Required task: Rewrite every row below, changing each "For the benchmark" to "For the evaluation set" and keeping everything else identical. Omit the pictures from your output.
----------------
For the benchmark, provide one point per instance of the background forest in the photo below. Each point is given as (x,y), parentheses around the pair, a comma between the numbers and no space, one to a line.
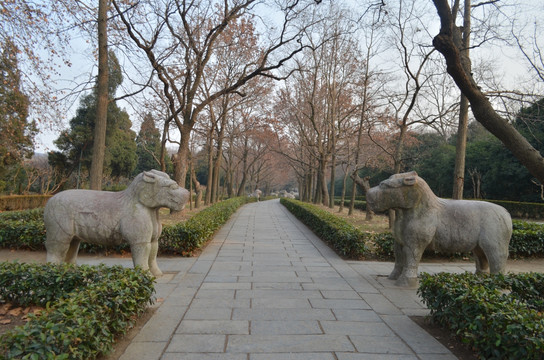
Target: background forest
(233,96)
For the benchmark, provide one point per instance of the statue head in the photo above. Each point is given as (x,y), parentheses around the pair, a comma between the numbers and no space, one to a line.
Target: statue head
(155,189)
(399,191)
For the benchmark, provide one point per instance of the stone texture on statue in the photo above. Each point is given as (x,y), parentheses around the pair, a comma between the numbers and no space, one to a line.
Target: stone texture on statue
(425,221)
(108,218)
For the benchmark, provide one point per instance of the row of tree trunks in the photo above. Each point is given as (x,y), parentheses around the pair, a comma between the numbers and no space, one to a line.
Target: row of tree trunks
(481,107)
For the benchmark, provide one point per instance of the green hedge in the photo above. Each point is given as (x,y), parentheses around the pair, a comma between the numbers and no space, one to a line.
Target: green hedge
(527,239)
(25,230)
(86,307)
(184,238)
(498,315)
(340,235)
(357,204)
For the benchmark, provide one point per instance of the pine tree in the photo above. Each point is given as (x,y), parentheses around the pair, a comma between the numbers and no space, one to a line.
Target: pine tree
(16,132)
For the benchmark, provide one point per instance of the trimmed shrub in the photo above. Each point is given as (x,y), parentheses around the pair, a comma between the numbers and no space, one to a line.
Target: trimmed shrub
(527,239)
(499,315)
(86,307)
(357,204)
(22,202)
(341,236)
(184,238)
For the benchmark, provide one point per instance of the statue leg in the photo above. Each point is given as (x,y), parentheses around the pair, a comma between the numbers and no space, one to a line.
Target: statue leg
(412,256)
(153,266)
(57,244)
(140,254)
(482,265)
(71,255)
(399,261)
(497,256)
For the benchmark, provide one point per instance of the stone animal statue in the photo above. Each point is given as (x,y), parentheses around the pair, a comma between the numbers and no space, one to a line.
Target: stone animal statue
(425,221)
(108,218)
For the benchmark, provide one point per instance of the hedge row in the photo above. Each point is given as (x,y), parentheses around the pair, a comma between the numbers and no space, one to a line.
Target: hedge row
(340,235)
(184,238)
(357,204)
(26,230)
(527,238)
(86,307)
(21,202)
(500,316)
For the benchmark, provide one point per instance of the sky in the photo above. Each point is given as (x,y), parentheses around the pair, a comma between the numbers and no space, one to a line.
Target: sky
(507,63)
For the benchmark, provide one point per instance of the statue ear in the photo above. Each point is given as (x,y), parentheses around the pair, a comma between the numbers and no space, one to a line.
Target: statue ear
(410,181)
(149,177)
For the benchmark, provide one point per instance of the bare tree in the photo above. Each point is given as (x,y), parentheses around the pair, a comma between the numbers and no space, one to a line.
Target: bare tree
(179,39)
(481,107)
(99,144)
----------------
Written solution:
For the evaluation set, provide one point per instance of the background forest in the photo below. Each point is given as (x,y), parentheses around the pair, a comma between the numbers and no space, one to a line.
Target: background forest
(233,96)
For the evaluation set, provide one point per instance of the statue head in the photo above. Each point is given as (x,y), parentheses around the pair, a comma between the numbers and no space, one to a line.
Target: statue head
(155,189)
(399,191)
For the evaluation set, provide one point per instance of the stone texture on statue in the photo above. Each point is given as (x,y), parentheses around the pair, a comma between the numbers and no space, one to a line.
Target: stone texture on statue
(425,221)
(108,218)
For the evaluation set, provide one point per instance of the row of tree trunks in the photo above. Each point is given as (x,y), parentheses around the pair, a comma between the numbers and no space, one to a line.
Target: row of tree trunks
(481,107)
For the evaluation set, provide one point per instance of the green hedge in the photo above. Each point is given as (x,y), parentheses around the pair, a comma between the numbers and no space, one to a line.
Target: green hedge
(527,239)
(25,230)
(86,307)
(184,238)
(498,315)
(340,235)
(357,204)
For the evaluation set, provide one point per instance of the pine tree in the photo above. Each point is given as (x,y), parentheses around the pair, a comma between the numbers and no space, one to a line.
Target: pine tree
(16,132)
For the evaluation set, provide one point per instance of the trimmed shrub in the photo above. Each point is given as (x,y), parentheses around the pair, a comma between the numbers and no space, one to a line.
Target: trimmed shrub
(527,239)
(499,315)
(86,307)
(357,204)
(22,202)
(341,236)
(184,238)
For the evaluation set, provide one point per instance of the statue leg in the photo above. Each point is given as (x,y), parentheses around the pair, a comma between the numbers and no space, one to a line.
Target: statue leg
(412,256)
(153,266)
(57,244)
(140,254)
(482,265)
(71,255)
(399,261)
(497,256)
For the evaluation set, provide one point per instance of the stone animal statue in the photo above. Each point is given as (x,y), parentheses around the pair, a comma between the numbers and no space, one to a line.
Target: stone animal statue
(425,221)
(108,218)
For the evaluation set, provide one point per instance of the hedge row in the photo above. Each point is given as (x,y), parentheses around the pair, a comma between the numbers and no space, one to a line.
Target: hedge row
(340,235)
(184,238)
(357,204)
(26,230)
(527,238)
(86,307)
(21,202)
(500,316)
For the evaluation set, provide one point per instance of the sky in the photo above. Each point is given as (x,y), parentheses around the pair, a comma between the numbers and no space, one to a line.
Target: sky
(507,63)
For the evaluation set, provide one point per instance of the statue ear in the photo above. Each point is given as (x,y), parentheses around the pair, a comma between the numbers and no space, one to a line.
Target: statue ear
(410,181)
(149,177)
For the evaluation set, provide one point per instance of the bare tree in the photo above. Each point is given as (x,y), parentheses around the pair, a comma between the numbers and no space, one to a line.
Target: bare tree
(179,39)
(481,107)
(99,144)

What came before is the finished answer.